(Vorliegender Text):

• • • • •

Als Teil einer italienischen Solidaritätsgruppe macht sich der Comickünstler Zerocalcare auf die Reise zum türkischen Grenzdorf Mehser ganz in der Nähe von Kobane, wo die kurdischen Befreiungskämpfer*innen den IS zurückgeschlagen haben. Dort versucht er bei einfachen Arbeiten so gut zu helfen wie er kann um später zuhause in Form seiner Comics diese einmalige Revolution auf Papier zu bringen. Als er wieder Zuhause die Nachricht bekommt, das die selbstverwalteten Kampftruppen YPG (gemischte Verteidigungseinheit) und YPJ (Fraueneinheit) Kobane von den Dschihadisten befreien und sie in die Grenzen des freien Kantons Rojava vertreiben konnten, packt ihn erneut das Reisefieber. Diesmal aber mit einer kleineren Gruppe und nicht nur in die Türkei. Diesmal will er nach Syrien und Kobane erleben, um zu sehen was an den Nachrichten über die dort entstehende freie Gesellschaft und die Idee der Gleichberechtigung dran ist. Auch in die nordirakischen Gebirge soll es gehen, wo die Kämpfer*innen der PKK ausgebildet werden.
Zerocalcare, seit einiger Zeit einer der vielversprechendsten jungen Comickünstler Italiens, bekommt nun endlich auch hier bei uns die verdiente Aufmerksamkeit und dann auch noch gleich mit seinem inhaltlich großartig gewordenen Kobane Calling. Die Thematik, der er sich hier annimmt, ist eine weite und ist vor allem ungeheuer komplex. Allein nur den Syrien Konflikt in einem Comic zu erklären würde vielen Künstlern entweder nicht oder nur sehr trocken gelingen. Er bezieht jedoch noch auf ein viel kompliziertes Thema, nämlich auf die Befreiungskämpfe in Kobane und den dort entstehenden Demokratischen Konföderalismus, der natürlich auf die Geschichte der kurdischen Revolutionär*innen ist. Alles nicht einfach.

• • • • •

(Datensatzeinträge):
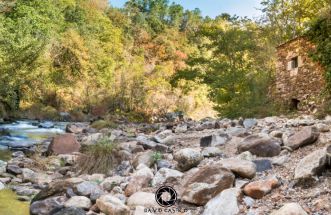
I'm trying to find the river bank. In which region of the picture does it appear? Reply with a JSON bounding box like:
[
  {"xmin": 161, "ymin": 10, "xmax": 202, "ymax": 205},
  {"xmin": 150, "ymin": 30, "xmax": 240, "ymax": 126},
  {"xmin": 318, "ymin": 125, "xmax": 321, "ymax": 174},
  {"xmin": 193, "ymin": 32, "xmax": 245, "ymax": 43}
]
[{"xmin": 0, "ymin": 116, "xmax": 331, "ymax": 215}]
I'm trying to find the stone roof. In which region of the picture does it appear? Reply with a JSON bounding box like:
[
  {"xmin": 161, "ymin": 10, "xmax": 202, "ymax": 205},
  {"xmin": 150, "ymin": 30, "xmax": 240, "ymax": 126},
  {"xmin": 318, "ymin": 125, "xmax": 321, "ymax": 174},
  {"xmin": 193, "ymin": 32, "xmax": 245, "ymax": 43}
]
[{"xmin": 276, "ymin": 36, "xmax": 306, "ymax": 49}]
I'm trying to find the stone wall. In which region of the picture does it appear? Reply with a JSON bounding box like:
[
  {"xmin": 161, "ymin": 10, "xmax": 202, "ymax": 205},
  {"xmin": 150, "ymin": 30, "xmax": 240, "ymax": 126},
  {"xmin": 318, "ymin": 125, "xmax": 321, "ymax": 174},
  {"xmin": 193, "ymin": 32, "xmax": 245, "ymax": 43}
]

• • • • •

(Schriftliche Aufgabe):
Beantworten Sie anhand des Textes über Kobane Calling:
1. In welches türkische Grenzdorf reist Zerocalcare mit der italienischen Solidaritätsgruppe?
2. Wofür stehen laut Text die Kampftruppen YPG und YPJ?
3. Wie wird die Gesellschaftsform bezeichnet, die in Kobane entsteht?
Die Einträge haben mit dem Text nichts zu tun.

(Endergebnis):
1. Nach Mehser, ganz in der Nähe von Kobane.
2. YPG ist die gemischte Verteidigungseinheit, YPJ die Fraueneinheit.
3. Als Demokratischer Konföderalismus.